**Okuma Metni**
##########
PİRHA- Bugün Türkiye’de basına yönelik sansürün kaldırılışının 111. yıl dönümü. Muhalif gazetecilere gör Basın Bayramı olarak ilan edilen 24 Temmuz’dan gerçek bir bayrammış gibi bahsetmek oldukça güç.
Bugün 24 Temmuz Basın Bayramı. Türkiye’de basına yönelik sansürün kaldırılışının 111. yıl dönümü. Bundan 111 yıl önce 2. Meşrutiyet’in ilanıyla birlikte basına uygulanan sansür kaldırıldığı için her 24 Temmuz günü Basın Bayramı olarak kutlanıyor. Ancak basına yönelik baskı, gözaltı ve tutuklamanın devam ettiği günümüz Türkiye’sinde buna bayram demek çok da mümkün değil.
Türkiye Gazeteciler Sendikası’nın (TGS) verilerine göre Türkiye’de 134 gazeteci cezaevinde, Türkiye, dünya basın özgürlüğü sıralamasında 157. sırada, 10 bini aşkın gazeteci işsiz ve medyanın yüzde 95’i iktidarın kontrolünde.
Bianet’in hazırladığı Nisan-Mayıs-Haziran aylarının Medya Gözlem Raporuna göre ise son üç ayda 14 gazeteci gözaltına alındı, 213 gazeteci yargılandı, 70 gazeteci 493 yıl hapisle yargılandı, 6 gazeteci hakaretten yargılandı, 10 gazeteci saldırıya uğradı, 3 gazeteci ise ölümden döndü.
“Bu veriler göz önünde bulundurulduğu zaman 24 Temmuz’u Basın Bayramı olarak kutlamak mümkün mü?” diye sorduk.
“TÜRKİYE BASIN ÖZGÜRLÜĞÜ KONUSUNDA KARİKATÜRLÜK DURUMDA”
Bugüne Türkiye’deki gazeteciler için bayram demenin komik olacağını söyleyen Bianet kadın haberleri editörlerinden Evrim Kepenek, “Cezaevindeki gazeteciler buna bayram demeye bence kahkaha atıyordur” dedi. Cezaevinde olan gazetecilerin cezaevlerinin kötü koşullarından dolayı hastalandıkları gerçeğine değinen Kepenek, cezaevinde olmayan gazetecilerin ise baskı, sansür, sarı basın kartı gibi sorunları olduğunu kaydetti.
Türkiye’nin basın özgürlüğü konusunda karikatürlük bir durumda olduğuna dikkat çeken Kepenek, “Basın özgürlüğü yok, gazeteciler işsiz ya da işsiz bırakılmakla tehdit ediliyorlar, onlarca gazeteci cezaevinde. Böyle bir durumda ‘basın bayramınız kutlu olsun’ demek absürt geliyor insana.
##########
**Kayıt Listesi**
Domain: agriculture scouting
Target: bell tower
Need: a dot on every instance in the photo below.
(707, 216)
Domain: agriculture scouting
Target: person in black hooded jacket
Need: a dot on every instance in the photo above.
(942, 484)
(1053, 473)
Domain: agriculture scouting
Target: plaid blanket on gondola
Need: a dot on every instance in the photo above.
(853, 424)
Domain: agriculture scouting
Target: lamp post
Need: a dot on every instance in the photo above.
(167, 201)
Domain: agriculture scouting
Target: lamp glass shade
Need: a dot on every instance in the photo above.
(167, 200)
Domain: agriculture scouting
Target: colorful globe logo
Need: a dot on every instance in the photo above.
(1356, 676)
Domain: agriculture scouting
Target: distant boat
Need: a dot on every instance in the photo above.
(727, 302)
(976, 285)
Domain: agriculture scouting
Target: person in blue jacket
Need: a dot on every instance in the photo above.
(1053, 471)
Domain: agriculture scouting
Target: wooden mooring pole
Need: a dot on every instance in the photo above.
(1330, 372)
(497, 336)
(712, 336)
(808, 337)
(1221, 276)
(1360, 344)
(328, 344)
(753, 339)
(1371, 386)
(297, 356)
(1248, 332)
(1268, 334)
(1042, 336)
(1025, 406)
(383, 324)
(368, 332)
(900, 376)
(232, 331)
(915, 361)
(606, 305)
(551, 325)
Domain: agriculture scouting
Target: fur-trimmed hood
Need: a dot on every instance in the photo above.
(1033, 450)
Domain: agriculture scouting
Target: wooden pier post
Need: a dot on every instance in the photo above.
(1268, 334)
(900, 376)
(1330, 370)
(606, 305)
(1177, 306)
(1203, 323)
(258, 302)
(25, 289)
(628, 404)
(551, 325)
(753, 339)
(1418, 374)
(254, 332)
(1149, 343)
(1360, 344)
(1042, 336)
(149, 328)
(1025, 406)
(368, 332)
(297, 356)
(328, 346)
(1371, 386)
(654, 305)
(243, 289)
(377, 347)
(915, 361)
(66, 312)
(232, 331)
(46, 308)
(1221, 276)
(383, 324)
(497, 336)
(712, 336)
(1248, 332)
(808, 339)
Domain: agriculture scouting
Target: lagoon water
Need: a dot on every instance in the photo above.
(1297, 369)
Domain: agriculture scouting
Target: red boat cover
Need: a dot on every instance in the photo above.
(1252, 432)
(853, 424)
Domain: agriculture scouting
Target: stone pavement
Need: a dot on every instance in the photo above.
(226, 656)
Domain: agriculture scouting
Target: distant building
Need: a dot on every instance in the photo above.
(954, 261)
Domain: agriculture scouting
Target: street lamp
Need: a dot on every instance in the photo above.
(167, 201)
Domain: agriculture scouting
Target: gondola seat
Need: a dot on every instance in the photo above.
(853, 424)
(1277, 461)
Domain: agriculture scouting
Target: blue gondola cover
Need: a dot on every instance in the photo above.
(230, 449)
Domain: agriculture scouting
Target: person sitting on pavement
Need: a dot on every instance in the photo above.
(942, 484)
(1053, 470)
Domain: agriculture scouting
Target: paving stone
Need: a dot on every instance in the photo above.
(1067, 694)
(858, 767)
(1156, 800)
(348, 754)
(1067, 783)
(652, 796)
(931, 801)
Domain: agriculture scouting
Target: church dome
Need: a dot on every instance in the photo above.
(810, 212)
##########
**Alıştırma Seti**
[a] Okuma metnine göre Bianet'in Nisan-Mayıs-Haziran Medya Gözlem Raporu, son üç ayda gazetecilerle ilgili hangi rakamları veriyor? Hepsini sıralar mısın?
[b] Kayıtlarda "stone" dizesinin geçtiği satırların hepsini listeler misin?

**Cevap Anahtarı**
[a]
- 14 gazeteci gözaltına alındı.
- 213 gazeteci yargılandı.
- 70 gazeteci 493 yıl hapisle yargılandı.
- 6 gazeteci hakaretten yargılandı.
- 10 gazeteci saldırıya uğradı.
- 3 gazeteci ölümden döndü.

[b]
Target: stone pavement
Target: paving stone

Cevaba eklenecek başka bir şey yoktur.